##### MATERIAL PROVIDED #####
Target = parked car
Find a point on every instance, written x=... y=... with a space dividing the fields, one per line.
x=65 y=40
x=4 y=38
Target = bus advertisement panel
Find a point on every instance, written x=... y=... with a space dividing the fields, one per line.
#####
WHAT YOU WILL DO: Rewrite all of the records above, substituting "occurrence" for every "instance" and leaving all other text unchanged.

THE SOLUTION:
Target = parked car
Find a point on every occurrence, written x=... y=... with a space dividing the fields, one per line.
x=65 y=40
x=4 y=38
Target = bus advertisement panel
Find a point on every occurrence, written x=... y=... with a space dividing the fields, one per line.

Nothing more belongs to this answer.